Return every record below exactly as written.

Referring expression pointing data
**********

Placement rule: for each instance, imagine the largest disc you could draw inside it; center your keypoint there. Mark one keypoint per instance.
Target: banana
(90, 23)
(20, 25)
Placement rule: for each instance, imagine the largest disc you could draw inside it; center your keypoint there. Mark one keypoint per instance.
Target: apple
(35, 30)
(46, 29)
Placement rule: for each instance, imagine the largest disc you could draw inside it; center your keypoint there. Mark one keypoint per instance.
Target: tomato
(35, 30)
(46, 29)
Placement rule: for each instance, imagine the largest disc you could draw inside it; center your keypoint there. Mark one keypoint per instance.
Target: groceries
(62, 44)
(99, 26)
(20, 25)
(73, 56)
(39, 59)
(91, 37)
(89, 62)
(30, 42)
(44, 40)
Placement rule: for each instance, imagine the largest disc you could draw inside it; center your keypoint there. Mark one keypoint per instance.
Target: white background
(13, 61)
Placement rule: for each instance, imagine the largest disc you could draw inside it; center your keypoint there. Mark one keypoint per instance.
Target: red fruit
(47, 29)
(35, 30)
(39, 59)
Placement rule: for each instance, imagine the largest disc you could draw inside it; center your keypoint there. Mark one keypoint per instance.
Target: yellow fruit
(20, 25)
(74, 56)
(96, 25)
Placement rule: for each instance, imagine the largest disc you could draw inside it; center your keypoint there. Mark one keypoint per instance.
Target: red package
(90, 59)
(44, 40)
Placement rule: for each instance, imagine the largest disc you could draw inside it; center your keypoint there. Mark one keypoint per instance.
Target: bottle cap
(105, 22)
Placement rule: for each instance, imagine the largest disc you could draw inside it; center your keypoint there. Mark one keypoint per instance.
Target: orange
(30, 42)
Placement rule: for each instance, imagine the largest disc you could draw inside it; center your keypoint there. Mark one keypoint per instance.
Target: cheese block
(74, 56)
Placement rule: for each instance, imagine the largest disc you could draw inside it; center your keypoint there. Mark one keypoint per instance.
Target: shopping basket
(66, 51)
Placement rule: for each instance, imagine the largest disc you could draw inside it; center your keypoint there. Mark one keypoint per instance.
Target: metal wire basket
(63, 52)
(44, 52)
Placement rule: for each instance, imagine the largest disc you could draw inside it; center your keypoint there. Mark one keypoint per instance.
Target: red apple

**********

## Written response
Placement rule: for each instance, imagine the largest disc you could draw inside it; center your keypoint there. Mark one keypoint per instance.
Target: banana
(90, 23)
(20, 25)
Placement rule: for each instance, imagine the largest disc you could draw inside it; center your keypoint there. Mark one keypoint per instance.
Target: apple
(35, 30)
(46, 29)
Placement rule: for each instance, imagine the largest disc you could draw inside it; center your keypoint there. Mark one keypoint per instance.
Target: tomato
(35, 30)
(46, 29)
Placement rule: for each instance, imagine the largest disc you could draw inside it; center your keypoint there. Mark one keypoint per instance.
Target: groceries
(62, 44)
(99, 26)
(20, 25)
(73, 56)
(39, 59)
(91, 37)
(89, 62)
(30, 42)
(44, 40)
Placement rule: for each instance, imagine the largest disc you could draw inside it; center your keypoint there. Mark one keypoint per instance.
Target: white background
(13, 61)
Placement rule: for each instance, imagine the largest disc you could draw inside it; center your keypoint there. Mark one keypoint per instance.
Target: red fruit
(47, 29)
(35, 30)
(39, 59)
Placement rule: for each instance, imagine the largest disc you could draw inside it; center your keypoint there. Mark one keypoint per instance.
Target: yellow fruit
(20, 25)
(74, 56)
(96, 25)
Placement rule: for each instance, imagine the largest disc you could draw inside it; center your keypoint there. Mark one keypoint per instance.
Target: red package
(90, 59)
(44, 40)
Placement rule: for each instance, imagine the largest disc you could draw inside it; center your keypoint there. Mark one keypoint per instance.
Target: bottle cap
(105, 22)
Placement rule: for each instance, imagine the largest disc you could draw inside it; center your keypoint there. Mark one keypoint per instance.
Target: orange
(30, 42)
Placement rule: for each instance, imagine the largest disc you could draw inside it; center your keypoint there. Mark one keypoint per instance.
Target: cheese block
(74, 56)
Placement rule: for each instance, imagine the largest disc you could draw inside it; center your keypoint there. Mark one keypoint per instance.
Target: shopping basket
(66, 51)
Placement rule: for each instance, imagine the largest disc you could draw inside it; center your keypoint there. Mark one keypoint per instance.
Target: metal wire basket
(63, 52)
(44, 52)
Placement rule: for each instance, imagine the largest disc you could draw inside it; center your keypoint there. Mark one keypoint per instance.
Target: red apple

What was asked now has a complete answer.